-- Excerpt to read --
Figure 14 shows the relationship between the maximum vertical deformation of the tunnel, µ_max, and the unloading ratio, α, for different tunnel diameters, D. The statistical relationship for the vertical deformation of the tunnel is obtained via hyperbolic fitting:

$${\mu }_{\max }=\frac{4.37\alpha }{1-0.94\alpha },$$

(3)

The linear relationship of tunnel vertical deformation for an α value of less than 0.6 is obtained using the least-squares method:

$${\mu }_{\max }=5.90\alpha ,$$

(4)

3.4. Influence of Basement Length L

The maximum vertical deformation of the tunnel, µ_max, affected by basement length, L, for three different unloading ratios (α = 0.25, 0.50, 0.75) and five different tunnel cover depths (H_c = 12 m, 24 m, 36 m, 48 m, 60 m) is analyzed. Figure 15 shows the relationship between the maximum vertical deformation of the tunnel, µ_max, and the basement length, L, for different cases, respectively. There are two transition ratios, L/H_c, for each curve. The first transition ratio occurs when L/H_c is 3, and the increased rate of maximum vertical deformation of the tunnel begins to decrease. The maximum vertical deformation remains stable at the second transition ratio. The second transition ratio for each curve is different, and it decreases with increasing H_c. The second inflection point occurs at L/H_c = 7 for H_c = 12 m, while L/H_c = 4 for H_c = 60 m. This result indicates that the tunnel with larger H_c is relatively less influenced by L.

-- Records shown --
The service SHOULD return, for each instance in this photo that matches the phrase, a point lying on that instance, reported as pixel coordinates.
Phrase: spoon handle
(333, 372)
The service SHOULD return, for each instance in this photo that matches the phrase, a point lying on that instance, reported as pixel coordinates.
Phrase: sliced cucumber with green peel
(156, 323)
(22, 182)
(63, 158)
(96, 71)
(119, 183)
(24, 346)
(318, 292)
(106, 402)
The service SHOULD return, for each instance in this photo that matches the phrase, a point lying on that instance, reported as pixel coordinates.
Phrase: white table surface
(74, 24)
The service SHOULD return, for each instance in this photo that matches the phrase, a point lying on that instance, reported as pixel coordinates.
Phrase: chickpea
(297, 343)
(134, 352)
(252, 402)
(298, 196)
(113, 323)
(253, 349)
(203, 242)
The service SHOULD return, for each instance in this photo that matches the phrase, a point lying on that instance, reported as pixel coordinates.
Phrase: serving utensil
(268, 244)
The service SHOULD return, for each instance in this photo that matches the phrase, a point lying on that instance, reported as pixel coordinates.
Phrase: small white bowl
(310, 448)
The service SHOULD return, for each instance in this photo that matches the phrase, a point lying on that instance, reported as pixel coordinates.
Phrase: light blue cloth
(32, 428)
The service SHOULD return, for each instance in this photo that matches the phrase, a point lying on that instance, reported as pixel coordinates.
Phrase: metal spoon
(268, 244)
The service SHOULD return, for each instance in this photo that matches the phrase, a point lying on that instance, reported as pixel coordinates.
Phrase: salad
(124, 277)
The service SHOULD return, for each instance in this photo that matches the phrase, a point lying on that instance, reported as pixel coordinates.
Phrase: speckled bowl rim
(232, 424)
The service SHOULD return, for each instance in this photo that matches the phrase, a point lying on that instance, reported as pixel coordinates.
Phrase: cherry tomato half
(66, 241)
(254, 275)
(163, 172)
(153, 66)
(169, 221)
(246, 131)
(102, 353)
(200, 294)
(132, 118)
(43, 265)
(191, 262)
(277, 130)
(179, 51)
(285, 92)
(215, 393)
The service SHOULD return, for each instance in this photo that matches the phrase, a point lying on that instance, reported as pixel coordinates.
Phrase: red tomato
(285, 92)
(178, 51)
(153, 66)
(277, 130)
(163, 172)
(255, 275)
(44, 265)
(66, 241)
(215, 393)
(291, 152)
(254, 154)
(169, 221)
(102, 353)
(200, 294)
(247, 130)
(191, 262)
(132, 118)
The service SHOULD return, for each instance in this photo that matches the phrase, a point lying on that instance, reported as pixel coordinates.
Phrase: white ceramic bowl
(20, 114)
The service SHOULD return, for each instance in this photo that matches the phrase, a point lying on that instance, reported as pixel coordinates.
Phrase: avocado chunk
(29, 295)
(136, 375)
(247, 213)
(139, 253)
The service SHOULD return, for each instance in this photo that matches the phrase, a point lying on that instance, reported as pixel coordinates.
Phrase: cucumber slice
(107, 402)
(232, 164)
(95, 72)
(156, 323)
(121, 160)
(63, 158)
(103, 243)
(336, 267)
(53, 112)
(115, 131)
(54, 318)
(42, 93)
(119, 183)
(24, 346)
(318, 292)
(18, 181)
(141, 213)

-- Task instructions --
A - Report each line of the listing that contains the string "cucumber".
B - Extend the passage on tunnel deformation by writing what comes after its last sentence.
The passage on tunnel deformation and the listing are unrelated material.

-- Answers to the exercises --
A -
Phrase: sliced cucumber with green peel
Phrase: cucumber slice

B -
To eliminate the influence of the unloading ratio, the maximum vertical deformation of the tunnel, µ_max, was normalized in the form of µ_max/(αH_c). Figure 16 shows the relationship between the maximum vertical tunnel displacement and the basement length, L, after normalization. It can be seen that the maximum vertical deformation of the tunnel for an α value of less than 0.6 is all distributed within a certain range, while the distribution of the maximum vertical deformations for α = 0.75 goes outside this range. This is similar to previous research findings showing that tunnel deformation is less induced by excavation when α < 0.6.

3.5. Influence of Basement Width B

In this section, the maximum vertical deformation of the tunnel affected by basement width, B, for three different unloading ratios (α = 0.25, 0.50, 0.75) and five different tunnel cover depths (H_c = 12 m, 24 m, 36 m, 48 m, 60 m) is analyzed. Figure 17 shows the relationship between the maximum vertical deformation of the tunnel and the basement width, B, for different cases, respectively. The maximum vertical deformation of the tunnel is less influenced by B than by L. There are two transition ratios, B/H_c, for each curve as well. The first transition ratio, B/H_c, is 3, and the second transition ratio decreases with increasing H_c. This result also indicates that the tunnel with larger H_c is relatively less influenced by B.

Figure 18 shows the relationship between the maximum vertical tunnel displacement and the basement width, B, after normalization. It can be seen that the maximum vertical deformation of the tunnel for an α value of less than 0.6 is all distributed within a certain range, while the distribution of the maximum vertical deformations when α is 0.75 goes outside this range. It may be due to the lesser influence of tunnel deformation by unloading for an α value of less than 0.6. Therefore, the unloading ratio, α, should be maintained at less than 0.6 in relevant engineering projects.

3.6. Influence of Distance between Tunnel Axis and Basement Center F

The maximum vertical deformation of the tunnel, µ_max, affected by the distance between the tunnel axis and the basement center, F, for three different unloading ratios (α = 0.25, 0.50, 0.75) and four different basement widths (B = 30 m, 60 m, 90 m, 120 m) is analyzed. Figure 19 shows the relationship between the maximum vertical deformation of the tunnel, µ_max, and the distance between the tunnel axis and the basement center, F, for different cases, respectively. It can be seen that the maximum vertical deformation of the tunnel decreases with increasing F. The maximum vertical deformation of the tunnel remains unchanged for the lower F, while it begins to decrease when F reaches a critical level.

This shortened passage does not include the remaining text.